● **Required work**: Turn all the rows below into a Markdown table with two columns, Number and Content. Put each line's number in Number and the line itself in Content, and leave out blank lines.

........

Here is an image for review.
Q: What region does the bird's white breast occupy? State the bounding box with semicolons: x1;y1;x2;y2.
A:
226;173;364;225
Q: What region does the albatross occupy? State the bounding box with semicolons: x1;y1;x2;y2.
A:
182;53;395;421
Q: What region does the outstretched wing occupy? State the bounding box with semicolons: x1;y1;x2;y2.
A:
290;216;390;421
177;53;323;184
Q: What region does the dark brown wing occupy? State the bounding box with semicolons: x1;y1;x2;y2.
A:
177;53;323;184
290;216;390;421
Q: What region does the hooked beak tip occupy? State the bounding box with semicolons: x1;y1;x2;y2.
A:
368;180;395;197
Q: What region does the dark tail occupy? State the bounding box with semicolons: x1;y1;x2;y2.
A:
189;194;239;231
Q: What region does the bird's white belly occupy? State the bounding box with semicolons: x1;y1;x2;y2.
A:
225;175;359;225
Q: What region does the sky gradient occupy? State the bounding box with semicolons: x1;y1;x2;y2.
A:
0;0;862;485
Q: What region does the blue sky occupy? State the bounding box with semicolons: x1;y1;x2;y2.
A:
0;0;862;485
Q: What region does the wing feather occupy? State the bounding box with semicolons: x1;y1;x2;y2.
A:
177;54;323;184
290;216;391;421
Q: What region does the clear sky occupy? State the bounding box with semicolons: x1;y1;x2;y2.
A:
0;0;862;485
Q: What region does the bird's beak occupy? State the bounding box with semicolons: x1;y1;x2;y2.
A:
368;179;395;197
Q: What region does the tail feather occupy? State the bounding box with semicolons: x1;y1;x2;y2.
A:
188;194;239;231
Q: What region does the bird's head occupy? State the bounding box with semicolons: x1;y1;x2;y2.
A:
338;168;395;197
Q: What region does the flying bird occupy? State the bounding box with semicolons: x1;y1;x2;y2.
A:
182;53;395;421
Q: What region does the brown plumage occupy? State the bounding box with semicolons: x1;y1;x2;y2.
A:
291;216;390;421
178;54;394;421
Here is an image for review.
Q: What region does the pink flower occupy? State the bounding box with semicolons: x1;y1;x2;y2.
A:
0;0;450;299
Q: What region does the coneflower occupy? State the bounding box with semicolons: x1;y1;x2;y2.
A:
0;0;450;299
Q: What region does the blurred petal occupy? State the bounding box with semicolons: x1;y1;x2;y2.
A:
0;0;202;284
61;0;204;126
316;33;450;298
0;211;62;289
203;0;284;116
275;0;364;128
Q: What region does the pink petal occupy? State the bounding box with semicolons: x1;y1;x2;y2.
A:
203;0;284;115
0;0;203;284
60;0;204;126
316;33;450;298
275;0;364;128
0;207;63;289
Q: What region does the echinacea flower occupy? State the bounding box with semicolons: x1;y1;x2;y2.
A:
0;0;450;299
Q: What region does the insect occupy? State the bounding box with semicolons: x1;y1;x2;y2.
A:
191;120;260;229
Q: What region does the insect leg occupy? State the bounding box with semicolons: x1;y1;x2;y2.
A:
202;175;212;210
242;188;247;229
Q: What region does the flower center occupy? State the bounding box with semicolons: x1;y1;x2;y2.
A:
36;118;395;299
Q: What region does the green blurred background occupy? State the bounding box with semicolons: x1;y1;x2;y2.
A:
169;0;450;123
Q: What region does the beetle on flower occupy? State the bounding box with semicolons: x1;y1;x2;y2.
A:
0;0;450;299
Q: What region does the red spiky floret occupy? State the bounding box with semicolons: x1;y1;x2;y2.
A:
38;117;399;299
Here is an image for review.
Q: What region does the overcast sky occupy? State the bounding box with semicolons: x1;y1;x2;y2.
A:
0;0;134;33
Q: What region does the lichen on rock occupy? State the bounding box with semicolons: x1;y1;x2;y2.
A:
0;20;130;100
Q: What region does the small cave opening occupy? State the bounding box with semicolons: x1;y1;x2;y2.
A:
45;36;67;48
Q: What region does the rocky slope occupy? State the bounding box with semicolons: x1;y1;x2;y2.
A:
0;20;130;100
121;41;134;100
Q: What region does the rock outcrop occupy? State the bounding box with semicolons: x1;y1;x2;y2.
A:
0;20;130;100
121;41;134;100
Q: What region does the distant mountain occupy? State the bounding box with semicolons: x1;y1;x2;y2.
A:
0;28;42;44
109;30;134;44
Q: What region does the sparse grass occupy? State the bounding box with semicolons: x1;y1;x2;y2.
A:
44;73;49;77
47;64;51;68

........

● **Exercise answer**:
| Number | Content |
|---|---|
| 1 | Here is an image for review. |
| 2 | Q: What region does the bird's white breast occupy? State the bounding box with semicolons: x1;y1;x2;y2. |
| 3 | A: |
| 4 | 226;173;364;225 |
| 5 | Q: What region does the albatross occupy? State the bounding box with semicolons: x1;y1;x2;y2. |
| 6 | A: |
| 7 | 182;53;395;421 |
| 8 | Q: What region does the outstretched wing occupy? State the bounding box with semicolons: x1;y1;x2;y2. |
| 9 | A: |
| 10 | 290;216;390;421 |
| 11 | 177;53;323;184 |
| 12 | Q: What region does the dark brown wing occupy? State the bounding box with semicolons: x1;y1;x2;y2. |
| 13 | A: |
| 14 | 177;53;323;184 |
| 15 | 290;216;390;421 |
| 16 | Q: What region does the hooked beak tip occupy? State the bounding box with semicolons: x1;y1;x2;y2. |
| 17 | A: |
| 18 | 368;180;395;197 |
| 19 | Q: What region does the dark tail occupy? State the bounding box with semicolons: x1;y1;x2;y2. |
| 20 | A: |
| 21 | 189;194;239;231 |
| 22 | Q: What region does the bird's white belly occupy? State the bounding box with semicolons: x1;y1;x2;y2. |
| 23 | A: |
| 24 | 225;175;359;225 |
| 25 | Q: What region does the sky gradient occupy? State the bounding box with semicolons: x1;y1;x2;y2. |
| 26 | A: |
| 27 | 0;0;862;485 |
| 28 | Q: What region does the blue sky occupy? State the bounding box with semicolons: x1;y1;x2;y2. |
| 29 | A: |
| 30 | 0;0;862;485 |
| 31 | Q: What region does the wing feather occupy? State the bounding box with semicolons: x1;y1;x2;y2. |
| 32 | A: |
| 33 | 177;54;323;184 |
| 34 | 290;216;391;421 |
| 35 | Q: What region does the clear sky occupy? State the bounding box with semicolons: x1;y1;x2;y2. |
| 36 | A: |
| 37 | 0;0;862;485 |
| 38 | Q: What region does the bird's beak occupy? State the bounding box with semicolons: x1;y1;x2;y2. |
| 39 | A: |
| 40 | 368;179;395;197 |
| 41 | Q: What region does the tail feather occupy? State the bounding box with semicolons: x1;y1;x2;y2. |
| 42 | A: |
| 43 | 188;194;239;231 |
| 44 | Q: What region does the bird's head occupy? State the bounding box with semicolons: x1;y1;x2;y2. |
| 45 | A: |
| 46 | 338;168;395;197 |
| 47 | Q: What region does the flying bird occupy? State the bounding box with semicolons: x1;y1;x2;y2. |
| 48 | A: |
| 49 | 182;53;395;421 |
| 50 | Q: What region does the brown plumage occupy? State the bounding box with semicolons: x1;y1;x2;y2. |
| 51 | A: |
| 52 | 291;216;390;421 |
| 53 | 178;54;394;421 |
| 54 | Here is an image for review. |
| 55 | Q: What region does the pink flower occupy? State the bounding box with semicolons: x1;y1;x2;y2. |
| 56 | A: |
| 57 | 0;0;450;299 |
| 58 | Q: What region does the coneflower occupy? State the bounding box with semicolons: x1;y1;x2;y2. |
| 59 | A: |
| 60 | 0;0;450;299 |
| 61 | Q: What region does the blurred petal occupy? State the bounding box with semicolons: x1;y1;x2;y2. |
| 62 | A: |
| 63 | 0;0;202;284 |
| 64 | 61;0;204;126 |
| 65 | 316;33;450;298 |
| 66 | 0;211;62;289 |
| 67 | 203;0;284;116 |
| 68 | 275;0;364;128 |
| 69 | Q: What region does the pink petal occupy? State the bounding box with semicolons: x1;y1;x2;y2. |
| 70 | A: |
| 71 | 203;0;284;115 |
| 72 | 0;0;203;284 |
| 73 | 60;0;204;126 |
| 74 | 316;33;450;298 |
| 75 | 275;0;364;128 |
| 76 | 0;207;63;289 |
| 77 | Q: What region does the echinacea flower occupy? State the bounding box with semicolons: x1;y1;x2;y2. |
| 78 | A: |
| 79 | 0;0;450;299 |
| 80 | Q: What region does the insect occupy? State the bounding box with semicolons: x1;y1;x2;y2. |
| 81 | A: |
| 82 | 191;120;260;229 |
| 83 | Q: What region does the insect leg occupy? State the bounding box with semicolons: x1;y1;x2;y2. |
| 84 | A: |
| 85 | 202;175;212;210 |
| 86 | 242;188;247;229 |
| 87 | Q: What region does the flower center occupy? State the bounding box with semicolons: x1;y1;x2;y2. |
| 88 | A: |
| 89 | 36;118;395;299 |
| 90 | Q: What region does the green blurred background occupy? State the bounding box with semicolons: x1;y1;x2;y2. |
| 91 | A: |
| 92 | 169;0;450;123 |
| 93 | Q: What region does the beetle on flower occupy? State the bounding box with semicolons: x1;y1;x2;y2. |
| 94 | A: |
| 95 | 0;0;450;299 |
| 96 | Q: What region does the red spiky floret occupy? State the bounding box with semicolons: x1;y1;x2;y2. |
| 97 | A: |
| 98 | 38;117;399;299 |
| 99 | Here is an image for review. |
| 100 | Q: What region does the overcast sky occupy? State the bounding box with semicolons: x1;y1;x2;y2. |
| 101 | A: |
| 102 | 0;0;134;33 |
| 103 | Q: What region does the lichen on rock occupy? State the bounding box with semicolons: x1;y1;x2;y2. |
| 104 | A: |
| 105 | 0;20;130;100 |
| 106 | Q: What region does the small cave opening occupy? State the bounding box with semicolons: x1;y1;x2;y2. |
| 107 | A: |
| 108 | 45;36;67;48 |
| 109 | Q: What region does the rocky slope occupy? State the bounding box with semicolons: x1;y1;x2;y2. |
| 110 | A: |
| 111 | 0;20;130;100 |
| 112 | 121;41;134;100 |
| 113 | Q: What region does the rock outcrop occupy? State the bounding box with semicolons: x1;y1;x2;y2. |
| 114 | A: |
| 115 | 0;20;130;100 |
| 116 | 121;41;134;100 |
| 117 | Q: What region does the distant mountain occupy? State the bounding box with semicolons: x1;y1;x2;y2. |
| 118 | A: |
| 119 | 0;28;42;44 |
| 120 | 109;30;134;44 |
| 121 | Q: What region does the sparse grass occupy? State the bounding box with semicolons: x1;y1;x2;y2. |
| 122 | A: |
| 123 | 44;73;49;77 |
| 124 | 47;64;51;68 |